Both the United States and the European Union are facing demands to modify policies on patents, copyrights and other forms of intellectual property protection, coming from different perspectives. There are high profile right-owner lobbying efforts directed at higher standards and tougher enforcement of intellectual property rights, and growing interest among consumer groups, academics and many innovative businesses to protect the public domain and retain or even expand user rights. There is also much interest in exploring newer approaches to the support of creative and inventive communities, that do not rely on notions of exclusive rights. 

With the organisation of this event, the TransAtlantic Consumer Dialogue calls for two days of discussion on the assessment and on the prospective of the American and European political and policy Agenda on intellectual property practices and policies. 

The whole event is set up with a very strong anti-IP bent, and I am used to hearing that at NGO sponsored events.  But I was dismayed by the comments of Guilherme de Aguiar Patriota, the UN representative for the Government of Brazil.  Guilhereme gave a presentation very similar to one he gave back in 2002 where he said

“The intellectual property rights (IPRs) system, enhanced by the WTO’s Agreement on Trade-Related Aspects of Intellectual Property Rights (TRIPS), is actually hampering development of research and development (R&D) in developing countries; and industrialized countries, while heavily subsidizing science and technology (S&T) and R&D in their own countries, are placing all sorts of restrictions on attempts of developing countries to cooperate in market-oriented and commercially charged sectors of applied sciences“.


 But at today’s event he went so far as to suggest that copyright holders that expect Brazil’s schools to pay for books or software are actually hurting the children of Brazil, because it is taking money away from the kids. 

wow. 

I guess I just don’t know how to think about that in a rational way. Part of me ”gets“ what Guilherme is saying, but part of me looks at Brazil’s economic standing in a very different way than I might look at Kenya. Moreover, the fact that Brazil has the second most advanced industrial sector in the Americas means that Brazil might have to shoulder their part of the burden for education, including paying full freight for the tools developed outside their borders (if the tools are useful to them).

Entries provided:

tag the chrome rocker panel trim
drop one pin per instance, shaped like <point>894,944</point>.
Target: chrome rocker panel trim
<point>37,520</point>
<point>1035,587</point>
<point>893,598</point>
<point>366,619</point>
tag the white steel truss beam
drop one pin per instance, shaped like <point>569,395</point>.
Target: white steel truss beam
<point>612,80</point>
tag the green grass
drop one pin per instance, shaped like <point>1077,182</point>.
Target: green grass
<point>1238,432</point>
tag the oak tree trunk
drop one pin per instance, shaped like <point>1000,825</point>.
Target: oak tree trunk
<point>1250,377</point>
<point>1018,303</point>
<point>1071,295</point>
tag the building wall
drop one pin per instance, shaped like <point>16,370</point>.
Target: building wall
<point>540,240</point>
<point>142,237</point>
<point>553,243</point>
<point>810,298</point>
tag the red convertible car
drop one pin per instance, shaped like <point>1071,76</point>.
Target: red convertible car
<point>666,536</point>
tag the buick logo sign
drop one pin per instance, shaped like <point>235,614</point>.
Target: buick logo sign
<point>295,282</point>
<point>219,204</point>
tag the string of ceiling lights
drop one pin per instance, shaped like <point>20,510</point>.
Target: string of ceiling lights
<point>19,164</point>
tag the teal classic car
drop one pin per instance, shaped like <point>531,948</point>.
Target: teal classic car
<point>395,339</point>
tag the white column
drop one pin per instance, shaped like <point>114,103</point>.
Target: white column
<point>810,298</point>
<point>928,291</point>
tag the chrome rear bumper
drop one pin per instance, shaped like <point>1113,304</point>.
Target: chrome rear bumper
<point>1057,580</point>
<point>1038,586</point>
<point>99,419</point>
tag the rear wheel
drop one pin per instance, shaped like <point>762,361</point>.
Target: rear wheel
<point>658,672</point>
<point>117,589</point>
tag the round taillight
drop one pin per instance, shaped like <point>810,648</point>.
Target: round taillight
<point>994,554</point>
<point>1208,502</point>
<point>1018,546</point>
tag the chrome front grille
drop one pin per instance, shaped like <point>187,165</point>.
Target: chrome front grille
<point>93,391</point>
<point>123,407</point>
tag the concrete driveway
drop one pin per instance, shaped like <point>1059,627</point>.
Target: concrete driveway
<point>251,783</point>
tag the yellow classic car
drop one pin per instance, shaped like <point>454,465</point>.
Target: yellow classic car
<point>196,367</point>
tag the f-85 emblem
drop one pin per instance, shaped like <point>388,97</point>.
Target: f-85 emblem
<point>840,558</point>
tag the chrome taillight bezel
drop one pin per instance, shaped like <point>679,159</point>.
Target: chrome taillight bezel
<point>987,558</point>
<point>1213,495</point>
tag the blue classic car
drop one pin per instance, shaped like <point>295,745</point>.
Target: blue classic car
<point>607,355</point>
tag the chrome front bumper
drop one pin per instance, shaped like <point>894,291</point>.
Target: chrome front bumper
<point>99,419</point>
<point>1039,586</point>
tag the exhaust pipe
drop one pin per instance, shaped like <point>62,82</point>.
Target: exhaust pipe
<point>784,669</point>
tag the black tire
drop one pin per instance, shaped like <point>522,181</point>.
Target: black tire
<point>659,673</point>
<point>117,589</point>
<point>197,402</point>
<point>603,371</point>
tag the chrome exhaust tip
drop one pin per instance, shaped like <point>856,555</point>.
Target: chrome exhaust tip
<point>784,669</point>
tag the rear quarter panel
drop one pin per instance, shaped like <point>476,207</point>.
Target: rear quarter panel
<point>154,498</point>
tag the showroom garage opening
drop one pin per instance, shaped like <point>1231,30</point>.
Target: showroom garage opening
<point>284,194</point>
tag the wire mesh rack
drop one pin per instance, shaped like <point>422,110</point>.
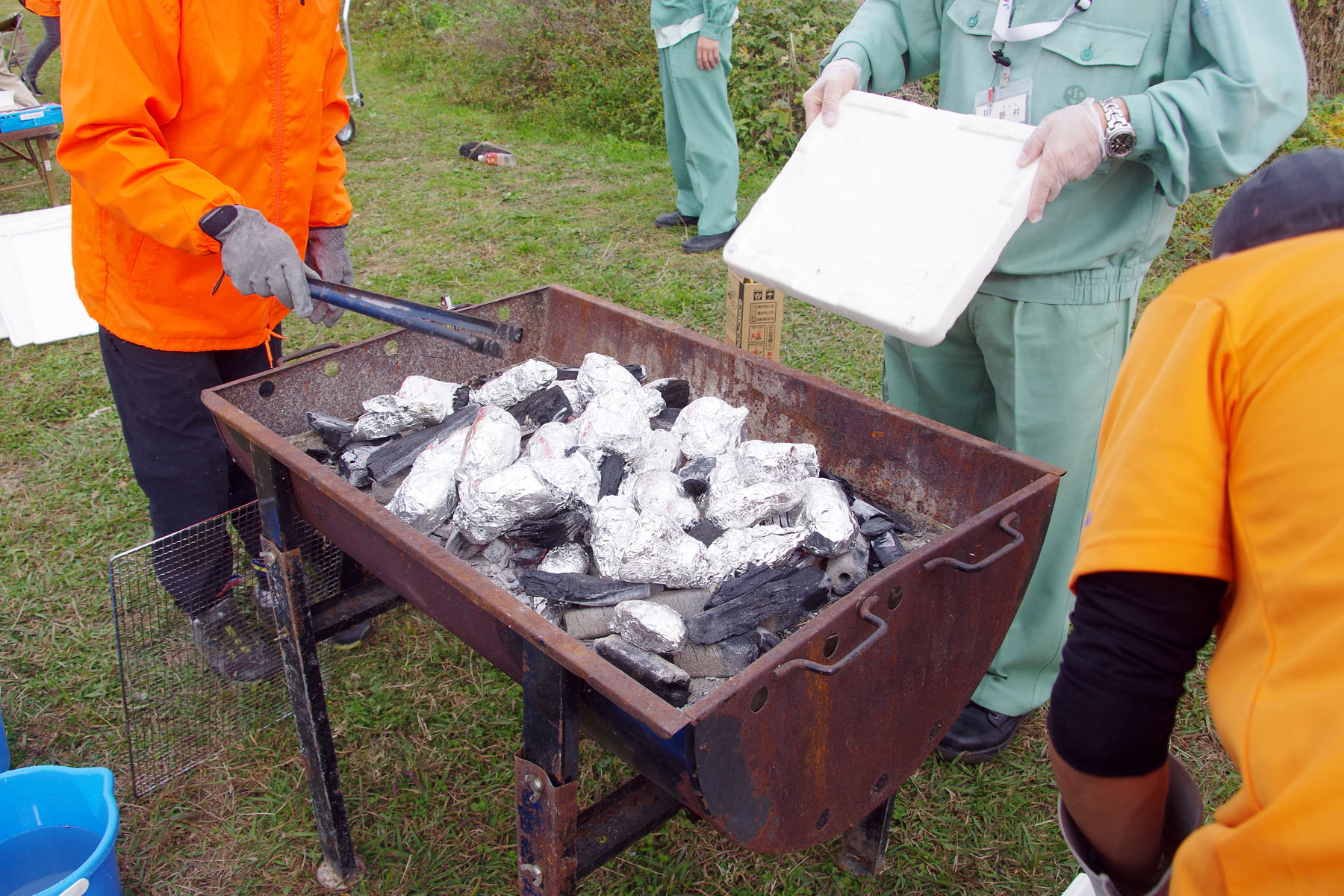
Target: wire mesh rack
<point>181,709</point>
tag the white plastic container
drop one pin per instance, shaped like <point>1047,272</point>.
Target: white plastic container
<point>893,217</point>
<point>38,300</point>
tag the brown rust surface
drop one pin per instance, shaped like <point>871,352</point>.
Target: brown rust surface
<point>815,754</point>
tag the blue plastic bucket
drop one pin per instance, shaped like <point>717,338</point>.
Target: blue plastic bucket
<point>58,828</point>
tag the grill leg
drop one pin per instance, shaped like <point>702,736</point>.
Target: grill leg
<point>302,676</point>
<point>863,848</point>
<point>546,777</point>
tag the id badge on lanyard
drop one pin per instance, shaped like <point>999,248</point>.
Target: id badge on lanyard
<point>1006,100</point>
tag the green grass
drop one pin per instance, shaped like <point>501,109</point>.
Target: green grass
<point>425,729</point>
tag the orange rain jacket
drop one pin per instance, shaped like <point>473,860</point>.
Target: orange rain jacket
<point>172,108</point>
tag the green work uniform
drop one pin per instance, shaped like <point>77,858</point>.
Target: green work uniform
<point>1213,87</point>
<point>702,139</point>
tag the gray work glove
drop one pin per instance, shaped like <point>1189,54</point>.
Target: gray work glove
<point>261,260</point>
<point>329,255</point>
<point>1184,813</point>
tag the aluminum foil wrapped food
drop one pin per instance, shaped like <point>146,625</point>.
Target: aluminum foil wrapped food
<point>566,558</point>
<point>491,505</point>
<point>645,547</point>
<point>429,492</point>
<point>709,426</point>
<point>494,442</point>
<point>824,512</point>
<point>386,415</point>
<point>660,452</point>
<point>429,398</point>
<point>650,626</point>
<point>613,423</point>
<point>514,385</point>
<point>553,440</point>
<point>735,550</point>
<point>753,504</point>
<point>776,462</point>
<point>662,491</point>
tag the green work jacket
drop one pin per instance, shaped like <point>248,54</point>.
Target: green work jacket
<point>1213,87</point>
<point>718,15</point>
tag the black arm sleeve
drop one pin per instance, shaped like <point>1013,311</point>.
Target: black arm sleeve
<point>1135,638</point>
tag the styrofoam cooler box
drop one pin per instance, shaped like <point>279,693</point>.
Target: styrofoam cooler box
<point>893,217</point>
<point>38,300</point>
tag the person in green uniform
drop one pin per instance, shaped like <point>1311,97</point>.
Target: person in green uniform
<point>1136,105</point>
<point>695,45</point>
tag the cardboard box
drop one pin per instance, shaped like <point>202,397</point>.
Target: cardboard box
<point>754,317</point>
<point>33,117</point>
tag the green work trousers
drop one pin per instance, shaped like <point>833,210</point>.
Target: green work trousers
<point>702,139</point>
<point>1031,376</point>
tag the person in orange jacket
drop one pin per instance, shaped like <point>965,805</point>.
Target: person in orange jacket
<point>50,13</point>
<point>201,141</point>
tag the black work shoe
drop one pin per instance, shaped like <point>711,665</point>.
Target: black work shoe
<point>705,242</point>
<point>231,645</point>
<point>979,734</point>
<point>675,220</point>
<point>354,635</point>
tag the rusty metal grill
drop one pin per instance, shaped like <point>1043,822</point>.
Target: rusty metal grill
<point>178,711</point>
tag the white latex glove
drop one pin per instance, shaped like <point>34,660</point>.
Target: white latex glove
<point>838,78</point>
<point>1068,144</point>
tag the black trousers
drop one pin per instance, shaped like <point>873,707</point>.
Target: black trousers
<point>181,462</point>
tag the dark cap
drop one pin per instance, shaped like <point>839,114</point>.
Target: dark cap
<point>1297,195</point>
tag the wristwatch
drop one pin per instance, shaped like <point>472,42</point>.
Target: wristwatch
<point>217,220</point>
<point>1119,140</point>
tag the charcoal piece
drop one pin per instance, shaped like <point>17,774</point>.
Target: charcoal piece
<point>806,588</point>
<point>687,602</point>
<point>844,484</point>
<point>695,474</point>
<point>886,550</point>
<point>866,509</point>
<point>850,568</point>
<point>665,420</point>
<point>546,406</point>
<point>650,669</point>
<point>766,640</point>
<point>588,623</point>
<point>745,582</point>
<point>675,393</point>
<point>875,526</point>
<point>562,528</point>
<point>585,590</point>
<point>705,532</point>
<point>611,474</point>
<point>398,454</point>
<point>721,660</point>
<point>335,430</point>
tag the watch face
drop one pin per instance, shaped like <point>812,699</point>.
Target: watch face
<point>1121,144</point>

Activity 1:
Output the portion of the intellectual property passage starting at "With the organisation" and ending at "practices and policies.".
Activity 2:
Go on with the intellectual property passage from its final sentence.

Written reply 1:
With the organisation of this event, the TransAtlantic Consumer Dialogue calls for two days of discussion on the assessment and on the prospective of the American and European political and policy Agenda on intellectual property practices and policies.

Written reply 2:
But really, this issue of who pays and how much is kind of window dressing for the exchange he and I had on the fundamental concept of IP-Value. One little known reality about Brazil is that they are a leader in deep sea oil extraction and green energy. In fact, the State owned company ”Petrobras” is a major player in the field of new energy tech. But don’t trust me, here’s what Petrobras says about their own research and development laboratories

The technologies that are developed at the Cenpes turn Petrobras into the company that generates the most patents in Brazil and abroad. The number of patent request submissions in 2007 show the Cenpes is one of the world’s biggest applied research centers. In 2007 alone, in Brazil, 22 patents were granted and requests submitted for 59 more. Abroad, 129 requests were submitted and 29 granted. 

Given Petrobras’ success, and the vital import of green technology to the entire globe, I asked Gilhereme if, given the spirit of Access to Knowledge, Brazil should freely give up all patent rights and royalties from their energy tech. 

He did not seem to think it was a good idea.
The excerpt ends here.